> _CHALLENGE_
Edit the records from the line containing "Annotation guideline: every instance of the bokeh" through the end of the records, replacing "bokeh" with "blurred" and leaving everything else unchanged. Return only those lines.

[Coordinate annotation entries]
____________________

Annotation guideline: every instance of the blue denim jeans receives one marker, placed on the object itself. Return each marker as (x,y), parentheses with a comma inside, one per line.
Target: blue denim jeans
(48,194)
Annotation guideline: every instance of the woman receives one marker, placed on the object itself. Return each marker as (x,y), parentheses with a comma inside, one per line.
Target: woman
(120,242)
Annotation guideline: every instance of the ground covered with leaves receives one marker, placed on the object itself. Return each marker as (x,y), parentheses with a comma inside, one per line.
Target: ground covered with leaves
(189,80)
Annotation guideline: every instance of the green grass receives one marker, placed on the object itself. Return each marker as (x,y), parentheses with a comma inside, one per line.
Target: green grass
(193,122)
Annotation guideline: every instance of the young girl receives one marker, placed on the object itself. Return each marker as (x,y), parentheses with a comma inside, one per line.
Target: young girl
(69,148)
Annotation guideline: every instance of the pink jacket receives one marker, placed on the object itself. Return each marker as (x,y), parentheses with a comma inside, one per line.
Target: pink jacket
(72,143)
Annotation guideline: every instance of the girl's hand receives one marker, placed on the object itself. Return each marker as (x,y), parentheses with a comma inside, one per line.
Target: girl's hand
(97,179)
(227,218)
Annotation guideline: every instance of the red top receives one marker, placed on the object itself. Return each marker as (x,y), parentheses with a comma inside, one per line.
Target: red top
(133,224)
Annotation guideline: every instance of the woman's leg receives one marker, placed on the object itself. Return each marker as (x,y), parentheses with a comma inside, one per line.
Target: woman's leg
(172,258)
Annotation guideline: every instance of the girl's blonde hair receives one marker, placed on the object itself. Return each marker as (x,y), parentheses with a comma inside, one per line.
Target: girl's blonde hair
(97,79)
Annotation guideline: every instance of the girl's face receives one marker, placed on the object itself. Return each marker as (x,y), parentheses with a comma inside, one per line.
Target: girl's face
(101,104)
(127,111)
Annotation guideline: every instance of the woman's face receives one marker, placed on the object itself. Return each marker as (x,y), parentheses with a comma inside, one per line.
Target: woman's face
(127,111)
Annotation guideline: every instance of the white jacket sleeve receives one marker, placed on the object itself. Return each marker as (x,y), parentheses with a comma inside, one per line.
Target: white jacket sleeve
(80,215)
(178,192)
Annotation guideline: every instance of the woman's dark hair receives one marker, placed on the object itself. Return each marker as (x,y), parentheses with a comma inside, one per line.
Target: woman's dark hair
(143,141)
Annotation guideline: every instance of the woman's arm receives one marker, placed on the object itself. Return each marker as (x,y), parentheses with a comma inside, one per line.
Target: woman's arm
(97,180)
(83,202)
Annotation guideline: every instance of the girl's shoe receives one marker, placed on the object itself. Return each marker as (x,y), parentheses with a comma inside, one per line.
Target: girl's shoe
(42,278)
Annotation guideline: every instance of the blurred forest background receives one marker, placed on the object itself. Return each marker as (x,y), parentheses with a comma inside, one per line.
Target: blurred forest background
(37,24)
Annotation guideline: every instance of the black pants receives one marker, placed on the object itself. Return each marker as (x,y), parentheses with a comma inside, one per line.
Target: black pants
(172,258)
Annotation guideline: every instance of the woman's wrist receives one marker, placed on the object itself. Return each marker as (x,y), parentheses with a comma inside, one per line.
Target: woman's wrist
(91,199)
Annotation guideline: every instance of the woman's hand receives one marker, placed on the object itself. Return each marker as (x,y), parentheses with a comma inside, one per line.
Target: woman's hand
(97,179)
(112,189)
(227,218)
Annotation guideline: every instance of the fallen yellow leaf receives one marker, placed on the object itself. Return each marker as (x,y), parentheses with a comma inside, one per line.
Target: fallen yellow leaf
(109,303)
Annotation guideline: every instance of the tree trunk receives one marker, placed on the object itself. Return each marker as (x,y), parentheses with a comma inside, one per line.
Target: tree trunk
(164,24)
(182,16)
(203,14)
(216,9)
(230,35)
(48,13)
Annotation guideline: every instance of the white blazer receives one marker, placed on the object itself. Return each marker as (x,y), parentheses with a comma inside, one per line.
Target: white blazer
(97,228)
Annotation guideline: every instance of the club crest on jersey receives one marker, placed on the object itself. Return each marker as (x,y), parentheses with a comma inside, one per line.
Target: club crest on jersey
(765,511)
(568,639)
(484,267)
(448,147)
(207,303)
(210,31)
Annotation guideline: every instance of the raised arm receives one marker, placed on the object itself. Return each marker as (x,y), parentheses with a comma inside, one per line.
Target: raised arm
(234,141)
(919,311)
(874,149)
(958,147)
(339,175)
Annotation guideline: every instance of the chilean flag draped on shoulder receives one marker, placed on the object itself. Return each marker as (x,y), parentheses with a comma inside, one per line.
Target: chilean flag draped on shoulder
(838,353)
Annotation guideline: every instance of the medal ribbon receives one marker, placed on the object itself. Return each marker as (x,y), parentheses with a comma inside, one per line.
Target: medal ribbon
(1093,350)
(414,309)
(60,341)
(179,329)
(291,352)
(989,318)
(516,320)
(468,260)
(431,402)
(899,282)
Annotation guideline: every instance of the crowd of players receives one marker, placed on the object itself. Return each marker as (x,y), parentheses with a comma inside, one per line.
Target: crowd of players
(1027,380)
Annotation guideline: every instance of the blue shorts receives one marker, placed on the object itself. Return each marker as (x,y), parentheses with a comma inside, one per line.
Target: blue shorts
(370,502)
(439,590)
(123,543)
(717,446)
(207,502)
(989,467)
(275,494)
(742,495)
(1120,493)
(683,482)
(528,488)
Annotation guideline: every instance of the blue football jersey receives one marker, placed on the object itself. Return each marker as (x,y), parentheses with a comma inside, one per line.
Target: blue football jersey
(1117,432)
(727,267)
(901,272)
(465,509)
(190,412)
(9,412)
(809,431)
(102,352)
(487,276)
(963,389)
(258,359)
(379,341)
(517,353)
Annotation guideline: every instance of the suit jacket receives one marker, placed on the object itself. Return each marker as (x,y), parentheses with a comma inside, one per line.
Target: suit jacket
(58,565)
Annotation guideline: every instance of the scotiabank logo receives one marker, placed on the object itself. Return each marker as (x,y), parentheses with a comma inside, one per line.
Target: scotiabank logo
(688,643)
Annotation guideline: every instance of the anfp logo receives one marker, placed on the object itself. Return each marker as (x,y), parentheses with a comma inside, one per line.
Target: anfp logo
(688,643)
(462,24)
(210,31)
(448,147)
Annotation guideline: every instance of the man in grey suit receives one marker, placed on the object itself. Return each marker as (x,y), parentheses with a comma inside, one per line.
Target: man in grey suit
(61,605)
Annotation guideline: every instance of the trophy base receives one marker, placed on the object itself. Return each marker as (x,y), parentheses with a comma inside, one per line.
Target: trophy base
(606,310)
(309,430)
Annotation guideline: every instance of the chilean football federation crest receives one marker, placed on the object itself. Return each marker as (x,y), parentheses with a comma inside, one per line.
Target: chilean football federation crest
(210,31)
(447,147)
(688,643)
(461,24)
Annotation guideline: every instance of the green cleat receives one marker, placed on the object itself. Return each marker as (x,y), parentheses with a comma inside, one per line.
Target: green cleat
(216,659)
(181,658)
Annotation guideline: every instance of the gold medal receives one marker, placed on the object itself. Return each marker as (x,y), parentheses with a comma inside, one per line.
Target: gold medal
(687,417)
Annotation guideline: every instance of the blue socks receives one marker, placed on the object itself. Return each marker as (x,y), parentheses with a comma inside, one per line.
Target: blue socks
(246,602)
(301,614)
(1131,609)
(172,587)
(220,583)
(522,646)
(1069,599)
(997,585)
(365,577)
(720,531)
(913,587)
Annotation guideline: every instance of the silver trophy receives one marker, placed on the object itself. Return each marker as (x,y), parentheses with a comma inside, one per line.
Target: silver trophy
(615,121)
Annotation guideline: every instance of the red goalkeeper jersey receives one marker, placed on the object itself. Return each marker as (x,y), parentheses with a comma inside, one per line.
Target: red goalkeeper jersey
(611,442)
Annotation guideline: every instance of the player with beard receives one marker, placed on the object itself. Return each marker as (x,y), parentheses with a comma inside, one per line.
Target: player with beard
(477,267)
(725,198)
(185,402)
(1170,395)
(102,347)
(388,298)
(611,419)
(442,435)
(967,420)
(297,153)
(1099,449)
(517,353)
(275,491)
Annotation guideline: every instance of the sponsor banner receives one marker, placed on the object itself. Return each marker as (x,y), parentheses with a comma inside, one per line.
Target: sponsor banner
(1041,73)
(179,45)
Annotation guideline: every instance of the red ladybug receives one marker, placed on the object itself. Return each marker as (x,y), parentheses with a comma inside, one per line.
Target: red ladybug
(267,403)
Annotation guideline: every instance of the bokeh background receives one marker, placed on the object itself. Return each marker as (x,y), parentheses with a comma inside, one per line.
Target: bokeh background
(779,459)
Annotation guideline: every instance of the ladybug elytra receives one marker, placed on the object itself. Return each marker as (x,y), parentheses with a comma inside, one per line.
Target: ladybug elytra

____________________

> _FINISHED EXERCISE_
Annotation guideline: every instance of the blurred background receives one marker, placed on the object itself. Return each marker as (x,y), parentheses with a comma inside, one per line.
Target: blurred background
(779,459)
Annotation guideline: every instance of the ladybug elytra receives one marker, placed on the object itself. Return each marker as (x,y), parentheses with a comma inside, one per line.
Target: ladybug elytra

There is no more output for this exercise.